▸ **Exercise data**:
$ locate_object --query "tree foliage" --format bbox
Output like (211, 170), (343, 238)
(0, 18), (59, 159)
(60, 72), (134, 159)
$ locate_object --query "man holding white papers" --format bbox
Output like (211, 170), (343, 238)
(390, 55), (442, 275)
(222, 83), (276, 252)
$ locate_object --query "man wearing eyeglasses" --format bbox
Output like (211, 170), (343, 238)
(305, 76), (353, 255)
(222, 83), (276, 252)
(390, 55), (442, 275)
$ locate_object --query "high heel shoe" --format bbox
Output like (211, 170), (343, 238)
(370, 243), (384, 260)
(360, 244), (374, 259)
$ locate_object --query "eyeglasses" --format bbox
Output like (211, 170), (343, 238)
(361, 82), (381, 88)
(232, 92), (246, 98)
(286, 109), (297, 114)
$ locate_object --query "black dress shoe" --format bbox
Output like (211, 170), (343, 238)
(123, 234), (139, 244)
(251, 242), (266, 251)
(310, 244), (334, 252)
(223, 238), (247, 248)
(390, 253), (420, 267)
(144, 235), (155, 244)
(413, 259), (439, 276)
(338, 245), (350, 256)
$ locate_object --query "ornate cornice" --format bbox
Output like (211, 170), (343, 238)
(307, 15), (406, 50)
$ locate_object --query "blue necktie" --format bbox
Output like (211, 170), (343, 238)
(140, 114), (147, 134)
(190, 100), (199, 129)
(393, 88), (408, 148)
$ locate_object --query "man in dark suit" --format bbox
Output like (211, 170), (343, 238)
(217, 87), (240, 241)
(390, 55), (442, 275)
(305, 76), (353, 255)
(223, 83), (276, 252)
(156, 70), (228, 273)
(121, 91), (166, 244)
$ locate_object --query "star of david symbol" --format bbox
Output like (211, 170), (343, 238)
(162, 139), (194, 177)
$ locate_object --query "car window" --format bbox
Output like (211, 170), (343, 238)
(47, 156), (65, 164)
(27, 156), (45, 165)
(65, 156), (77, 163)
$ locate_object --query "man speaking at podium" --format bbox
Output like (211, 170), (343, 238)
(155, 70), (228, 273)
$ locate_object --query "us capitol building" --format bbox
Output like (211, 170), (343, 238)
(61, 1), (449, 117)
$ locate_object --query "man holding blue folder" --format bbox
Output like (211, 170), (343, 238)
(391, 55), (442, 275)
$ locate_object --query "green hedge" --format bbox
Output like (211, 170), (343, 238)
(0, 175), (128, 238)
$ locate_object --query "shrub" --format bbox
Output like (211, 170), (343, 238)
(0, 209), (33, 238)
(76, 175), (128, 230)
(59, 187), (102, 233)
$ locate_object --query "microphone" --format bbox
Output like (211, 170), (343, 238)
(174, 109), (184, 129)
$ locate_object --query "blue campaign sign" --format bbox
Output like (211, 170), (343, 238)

▸ **Problem**: Give the listing again in its entirety, exactly as written.

▸ **Task output**:
$ locate_object --query "tree foliage" --format bbox
Output like (211, 170), (343, 238)
(0, 18), (59, 159)
(60, 72), (134, 159)
$ locate_object --query "man holding white papers" --format bbox
Output like (211, 170), (343, 238)
(390, 55), (442, 275)
(222, 83), (276, 252)
$ locate_object --query "man wearing eyeglasses" --format bbox
Output like (211, 170), (343, 238)
(305, 76), (353, 255)
(222, 83), (276, 252)
(390, 55), (442, 275)
$ locate_object --query "high heel shoe" --format bbox
Output like (211, 170), (343, 238)
(370, 243), (384, 260)
(360, 244), (374, 259)
$ locate_object --query "eyeglasses" --format bbox
Output like (211, 170), (343, 238)
(361, 82), (381, 88)
(232, 92), (246, 98)
(286, 109), (297, 114)
$ locate_object --query "black dress shoe" --format bbox
Output like (211, 170), (343, 238)
(123, 234), (139, 244)
(251, 242), (266, 251)
(310, 244), (334, 252)
(223, 238), (247, 248)
(390, 253), (420, 267)
(144, 235), (155, 244)
(413, 259), (439, 276)
(338, 245), (350, 256)
$ locate_object --query "ornate cornice" --format bbox
Output like (211, 170), (343, 238)
(307, 15), (406, 50)
$ locate_object --query "blue necktie" --format bbox
Output like (211, 170), (343, 238)
(140, 114), (147, 134)
(190, 100), (199, 129)
(393, 88), (408, 148)
$ locate_object --query "man in dark suit" --format bbox
Output like (211, 170), (343, 238)
(217, 87), (240, 241)
(390, 55), (442, 275)
(305, 76), (353, 255)
(223, 83), (276, 252)
(156, 70), (228, 273)
(121, 91), (166, 244)
$ locate_object --query "star of david symbol" --format bbox
Output like (211, 170), (343, 238)
(162, 139), (194, 177)
$ locate_object --query "car window" --format bbox
Output like (211, 170), (343, 238)
(47, 156), (65, 164)
(27, 156), (45, 165)
(65, 156), (77, 163)
$ locate_object --query "man speaking at podium" --format bbox
Output like (211, 170), (343, 238)
(155, 70), (228, 273)
$ locate_object --query "us capitol building" --format bbox
Output like (211, 170), (343, 238)
(61, 1), (449, 117)
$ locate_object --query "man holding blue folder" --format bbox
Output like (211, 170), (343, 238)
(391, 55), (442, 275)
$ locate_object --query "green hedge" --format bbox
Output like (211, 170), (343, 238)
(0, 175), (128, 238)
$ locate_object --query "shrub" --format bbox
Output like (211, 170), (343, 238)
(0, 209), (33, 238)
(76, 175), (128, 230)
(59, 187), (102, 233)
$ locate_object --query "microphone" --format bbox
Output like (211, 170), (343, 238)
(174, 109), (184, 129)
$ locate_object --query "blue campaign sign" --format bbox
Output like (211, 170), (343, 238)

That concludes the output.